*ACTIVITY LIST:*
1. According to the plantiSMASH 2.0 changelog, how many NCBI plant genomes are in the updated ClusterBlast database?
2. Write the next part of the plantiSMASH 2.0 changelog, starting after its last line.

EXTRACT PROVIDED section start

The following changes include all those made between plantiSMASH 1.0 and plantiSMASH 2.0.

Important notes#

This release increases the minimum python version to 3.9

New features#

Major

Expanded BGC Detection Rules

plantiSMASH version 2 introduces updated and additional biosynthetic gene cluster (BGC) detection rules, significantly expanding the framework’s ability to identify specialized metabolic pathways in plant genomes. These improvements:

  • Broaden the range of detectable cluster types.
  • Increase accuracy in gene grouping and cluster boundary prediction.
  • Enable detection of newly characterized biosynthetic gene families.
  • Detection of repeats in BURP domains (cyclopeptide BGCs).
  • Updated ClusterBlast database with 382 NCBI plant genomes.

Substrate Prediction

This version adds substrate specificity prediction for selected enzyme families, providing functional insight into the metabolic products of plant BGCs. Features include:

  • Prediction of likely substrates based on sequence motifs and known biochemistry.

EXTRACT PROVIDED section end
MATERIAL PROVIDED section start

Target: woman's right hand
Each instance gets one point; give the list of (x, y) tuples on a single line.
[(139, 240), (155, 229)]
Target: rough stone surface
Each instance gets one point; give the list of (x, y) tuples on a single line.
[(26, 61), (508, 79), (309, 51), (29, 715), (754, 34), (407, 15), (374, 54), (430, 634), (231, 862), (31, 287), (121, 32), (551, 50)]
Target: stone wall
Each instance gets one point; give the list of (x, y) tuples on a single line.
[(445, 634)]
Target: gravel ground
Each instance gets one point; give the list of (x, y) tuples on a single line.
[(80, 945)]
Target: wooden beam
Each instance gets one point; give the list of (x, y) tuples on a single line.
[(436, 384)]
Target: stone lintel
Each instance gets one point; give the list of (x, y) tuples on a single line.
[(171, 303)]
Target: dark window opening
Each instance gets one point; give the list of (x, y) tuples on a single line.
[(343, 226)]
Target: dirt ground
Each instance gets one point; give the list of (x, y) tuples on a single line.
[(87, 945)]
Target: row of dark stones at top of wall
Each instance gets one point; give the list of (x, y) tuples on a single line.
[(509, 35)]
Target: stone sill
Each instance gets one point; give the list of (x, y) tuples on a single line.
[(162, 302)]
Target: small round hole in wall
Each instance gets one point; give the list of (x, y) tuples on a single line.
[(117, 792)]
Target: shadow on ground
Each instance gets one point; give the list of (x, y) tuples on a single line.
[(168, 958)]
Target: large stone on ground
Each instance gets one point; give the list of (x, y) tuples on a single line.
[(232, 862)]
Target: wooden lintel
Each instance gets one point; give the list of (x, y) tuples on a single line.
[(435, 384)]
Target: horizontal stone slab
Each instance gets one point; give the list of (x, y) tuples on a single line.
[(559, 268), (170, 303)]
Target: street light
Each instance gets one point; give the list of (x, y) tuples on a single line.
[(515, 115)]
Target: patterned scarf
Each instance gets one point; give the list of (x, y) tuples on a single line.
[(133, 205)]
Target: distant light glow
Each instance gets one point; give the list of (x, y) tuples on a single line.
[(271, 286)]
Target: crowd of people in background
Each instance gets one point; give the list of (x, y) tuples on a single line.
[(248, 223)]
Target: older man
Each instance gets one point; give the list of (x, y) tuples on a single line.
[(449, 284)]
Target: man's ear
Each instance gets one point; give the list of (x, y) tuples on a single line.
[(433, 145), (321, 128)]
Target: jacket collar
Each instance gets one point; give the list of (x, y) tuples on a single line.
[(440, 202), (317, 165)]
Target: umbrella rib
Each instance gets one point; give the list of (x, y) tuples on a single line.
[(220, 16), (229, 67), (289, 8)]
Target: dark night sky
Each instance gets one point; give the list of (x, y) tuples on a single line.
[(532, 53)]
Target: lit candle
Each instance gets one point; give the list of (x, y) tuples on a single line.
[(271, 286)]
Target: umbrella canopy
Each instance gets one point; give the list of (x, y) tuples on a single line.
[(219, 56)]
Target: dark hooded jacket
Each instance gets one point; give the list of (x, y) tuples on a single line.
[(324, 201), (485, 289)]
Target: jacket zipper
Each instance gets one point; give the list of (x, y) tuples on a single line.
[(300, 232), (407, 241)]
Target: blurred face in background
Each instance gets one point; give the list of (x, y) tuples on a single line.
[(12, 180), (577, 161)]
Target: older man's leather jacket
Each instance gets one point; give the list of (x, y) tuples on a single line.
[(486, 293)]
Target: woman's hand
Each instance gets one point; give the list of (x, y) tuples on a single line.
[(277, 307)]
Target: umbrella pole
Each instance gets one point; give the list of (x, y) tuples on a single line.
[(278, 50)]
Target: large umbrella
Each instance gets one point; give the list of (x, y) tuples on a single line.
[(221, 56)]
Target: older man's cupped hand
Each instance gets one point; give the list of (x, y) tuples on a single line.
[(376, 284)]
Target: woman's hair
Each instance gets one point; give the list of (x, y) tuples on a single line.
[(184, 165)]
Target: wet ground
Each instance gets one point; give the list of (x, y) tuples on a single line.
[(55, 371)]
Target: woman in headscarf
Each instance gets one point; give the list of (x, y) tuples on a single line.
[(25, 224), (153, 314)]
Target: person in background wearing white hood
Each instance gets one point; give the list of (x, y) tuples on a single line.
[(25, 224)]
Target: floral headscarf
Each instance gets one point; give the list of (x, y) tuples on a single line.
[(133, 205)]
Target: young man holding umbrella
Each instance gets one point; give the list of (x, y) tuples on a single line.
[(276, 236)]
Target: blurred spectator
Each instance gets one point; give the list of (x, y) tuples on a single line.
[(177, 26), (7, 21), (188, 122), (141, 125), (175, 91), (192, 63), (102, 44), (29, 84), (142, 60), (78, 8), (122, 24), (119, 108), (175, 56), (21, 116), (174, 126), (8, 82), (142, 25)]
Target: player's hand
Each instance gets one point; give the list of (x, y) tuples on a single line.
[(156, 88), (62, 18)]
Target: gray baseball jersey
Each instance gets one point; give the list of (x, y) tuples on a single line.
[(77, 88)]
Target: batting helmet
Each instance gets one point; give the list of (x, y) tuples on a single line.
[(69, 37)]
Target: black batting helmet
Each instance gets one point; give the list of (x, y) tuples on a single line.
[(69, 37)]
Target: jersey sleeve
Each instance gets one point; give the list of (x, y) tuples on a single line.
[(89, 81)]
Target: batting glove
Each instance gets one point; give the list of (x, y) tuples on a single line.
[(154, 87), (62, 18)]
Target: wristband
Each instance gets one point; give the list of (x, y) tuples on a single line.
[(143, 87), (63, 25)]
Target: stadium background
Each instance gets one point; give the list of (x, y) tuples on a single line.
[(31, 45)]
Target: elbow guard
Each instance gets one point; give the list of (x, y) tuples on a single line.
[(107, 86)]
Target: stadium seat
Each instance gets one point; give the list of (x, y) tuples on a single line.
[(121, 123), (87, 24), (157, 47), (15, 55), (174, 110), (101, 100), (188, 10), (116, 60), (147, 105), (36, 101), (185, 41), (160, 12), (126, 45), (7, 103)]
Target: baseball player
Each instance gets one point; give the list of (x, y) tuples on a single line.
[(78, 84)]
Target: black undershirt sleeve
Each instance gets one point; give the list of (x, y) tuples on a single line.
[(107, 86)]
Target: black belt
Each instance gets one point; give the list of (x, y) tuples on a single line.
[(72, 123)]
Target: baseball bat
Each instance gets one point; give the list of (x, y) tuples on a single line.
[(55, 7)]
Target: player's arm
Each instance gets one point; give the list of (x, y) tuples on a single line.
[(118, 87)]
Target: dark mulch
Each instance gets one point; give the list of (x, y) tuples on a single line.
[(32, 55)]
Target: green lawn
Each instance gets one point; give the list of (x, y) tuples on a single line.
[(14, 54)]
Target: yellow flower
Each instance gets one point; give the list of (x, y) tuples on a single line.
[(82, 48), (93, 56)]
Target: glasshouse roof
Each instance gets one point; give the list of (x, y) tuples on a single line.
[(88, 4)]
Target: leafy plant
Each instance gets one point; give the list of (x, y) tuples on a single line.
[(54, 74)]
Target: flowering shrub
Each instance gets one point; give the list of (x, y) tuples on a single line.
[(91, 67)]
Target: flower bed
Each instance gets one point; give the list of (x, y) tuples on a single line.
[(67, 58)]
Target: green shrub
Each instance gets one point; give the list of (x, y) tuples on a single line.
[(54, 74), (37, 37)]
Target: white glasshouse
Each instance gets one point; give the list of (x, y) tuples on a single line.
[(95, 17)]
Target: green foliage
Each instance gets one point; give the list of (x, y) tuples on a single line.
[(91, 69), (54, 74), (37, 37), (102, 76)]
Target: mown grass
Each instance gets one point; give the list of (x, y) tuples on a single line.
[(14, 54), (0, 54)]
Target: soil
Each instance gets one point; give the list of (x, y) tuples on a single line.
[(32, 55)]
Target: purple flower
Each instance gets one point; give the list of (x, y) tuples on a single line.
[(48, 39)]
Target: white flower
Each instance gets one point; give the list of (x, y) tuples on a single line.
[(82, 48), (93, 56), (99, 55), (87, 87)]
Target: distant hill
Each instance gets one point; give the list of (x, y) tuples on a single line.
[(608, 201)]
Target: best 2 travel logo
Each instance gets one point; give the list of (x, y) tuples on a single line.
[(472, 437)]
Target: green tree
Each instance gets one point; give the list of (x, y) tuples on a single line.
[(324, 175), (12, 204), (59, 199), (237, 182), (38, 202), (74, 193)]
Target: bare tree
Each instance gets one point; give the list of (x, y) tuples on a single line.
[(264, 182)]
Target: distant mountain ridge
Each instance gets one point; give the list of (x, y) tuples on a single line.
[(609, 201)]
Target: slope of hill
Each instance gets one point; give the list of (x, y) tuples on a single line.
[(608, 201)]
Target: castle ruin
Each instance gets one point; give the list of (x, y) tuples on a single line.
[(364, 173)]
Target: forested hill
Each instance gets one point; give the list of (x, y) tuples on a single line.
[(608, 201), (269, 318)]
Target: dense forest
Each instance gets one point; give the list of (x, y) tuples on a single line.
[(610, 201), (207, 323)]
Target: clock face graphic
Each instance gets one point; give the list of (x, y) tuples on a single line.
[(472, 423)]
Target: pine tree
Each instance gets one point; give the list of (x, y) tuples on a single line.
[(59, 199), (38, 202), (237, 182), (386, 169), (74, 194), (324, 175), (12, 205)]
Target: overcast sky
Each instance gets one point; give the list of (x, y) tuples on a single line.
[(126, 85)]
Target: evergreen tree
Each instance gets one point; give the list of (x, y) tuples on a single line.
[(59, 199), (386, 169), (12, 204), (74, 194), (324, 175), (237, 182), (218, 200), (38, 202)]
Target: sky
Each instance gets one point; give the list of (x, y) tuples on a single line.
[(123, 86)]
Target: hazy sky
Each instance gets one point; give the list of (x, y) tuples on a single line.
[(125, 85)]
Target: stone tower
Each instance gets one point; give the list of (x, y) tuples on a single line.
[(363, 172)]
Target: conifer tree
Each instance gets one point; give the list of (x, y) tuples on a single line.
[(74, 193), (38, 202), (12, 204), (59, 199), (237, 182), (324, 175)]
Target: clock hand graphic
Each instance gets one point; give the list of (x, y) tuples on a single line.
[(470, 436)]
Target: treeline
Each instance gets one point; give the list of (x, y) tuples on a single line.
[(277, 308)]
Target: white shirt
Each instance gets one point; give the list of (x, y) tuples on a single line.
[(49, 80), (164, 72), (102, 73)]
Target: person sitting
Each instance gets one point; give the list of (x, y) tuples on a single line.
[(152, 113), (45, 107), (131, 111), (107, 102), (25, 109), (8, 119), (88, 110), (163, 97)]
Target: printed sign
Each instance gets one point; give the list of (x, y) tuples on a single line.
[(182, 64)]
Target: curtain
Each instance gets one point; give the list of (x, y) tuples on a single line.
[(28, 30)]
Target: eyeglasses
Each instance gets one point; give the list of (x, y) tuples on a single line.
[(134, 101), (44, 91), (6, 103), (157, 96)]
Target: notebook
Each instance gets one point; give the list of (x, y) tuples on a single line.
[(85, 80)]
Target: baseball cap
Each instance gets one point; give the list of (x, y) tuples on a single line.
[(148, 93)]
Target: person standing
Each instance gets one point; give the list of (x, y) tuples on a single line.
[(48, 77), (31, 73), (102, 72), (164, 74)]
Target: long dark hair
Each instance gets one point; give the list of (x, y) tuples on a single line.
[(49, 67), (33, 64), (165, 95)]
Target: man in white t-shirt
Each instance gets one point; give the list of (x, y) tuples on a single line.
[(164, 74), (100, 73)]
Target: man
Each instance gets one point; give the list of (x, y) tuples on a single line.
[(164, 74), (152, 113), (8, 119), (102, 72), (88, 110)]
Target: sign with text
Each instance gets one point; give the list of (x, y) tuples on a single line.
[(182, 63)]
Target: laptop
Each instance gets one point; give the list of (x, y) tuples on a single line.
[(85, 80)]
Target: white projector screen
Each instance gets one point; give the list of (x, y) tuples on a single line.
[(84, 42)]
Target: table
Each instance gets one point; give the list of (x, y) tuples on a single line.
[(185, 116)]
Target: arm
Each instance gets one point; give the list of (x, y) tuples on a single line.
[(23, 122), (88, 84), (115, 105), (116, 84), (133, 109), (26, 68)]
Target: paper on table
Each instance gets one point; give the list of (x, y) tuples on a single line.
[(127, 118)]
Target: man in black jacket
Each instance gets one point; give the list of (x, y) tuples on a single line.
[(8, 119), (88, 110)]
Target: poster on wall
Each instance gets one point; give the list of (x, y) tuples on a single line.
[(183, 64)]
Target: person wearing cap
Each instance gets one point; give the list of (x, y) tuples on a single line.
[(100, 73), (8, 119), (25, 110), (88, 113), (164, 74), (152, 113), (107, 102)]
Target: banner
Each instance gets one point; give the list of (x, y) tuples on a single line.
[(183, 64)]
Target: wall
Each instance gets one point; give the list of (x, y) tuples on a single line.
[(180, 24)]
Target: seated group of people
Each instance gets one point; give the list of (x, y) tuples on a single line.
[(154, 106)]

MATERIAL PROVIDED section end

*PER-TASK ANSWERS:*
1. 382

2.
  • Integration of substrate information in cluster output and visualizations.
  • Enhanced interpretability of BGC functions and potential products.

Regulatory Feature Detection

plantiSMASH 2 enhances regulatory analysis by predicting transcription factor binding sites (TFBS) in the promoter regions of BGC-associated genes. This new functionality:

  • Leverages known plant TFBS motif libraries.
  • Identifies putative regulatory elements linked to biosynthetic gene expression.
  • Facilitates hypotheses about coordinated gene regulation within clusters.

Supported Cluster Types (version 2)#

Rule Min. Generic Domains* Special Domains Required¹
alkaloid 3 At least one of: Bet_v_1, Cu_amine_oxid, Str_synth, BBE, Orn_DAP_Arg_deC, Pyridoxal_deC
fatty_acid 3 At least one of: FA_desaturase, FA_desaturase_2, FA_hydroxylase, CER1-like_C
OR Transferase + ECH_2
OR Transferase + AMP-binding
lignan 3 Dirigent (required)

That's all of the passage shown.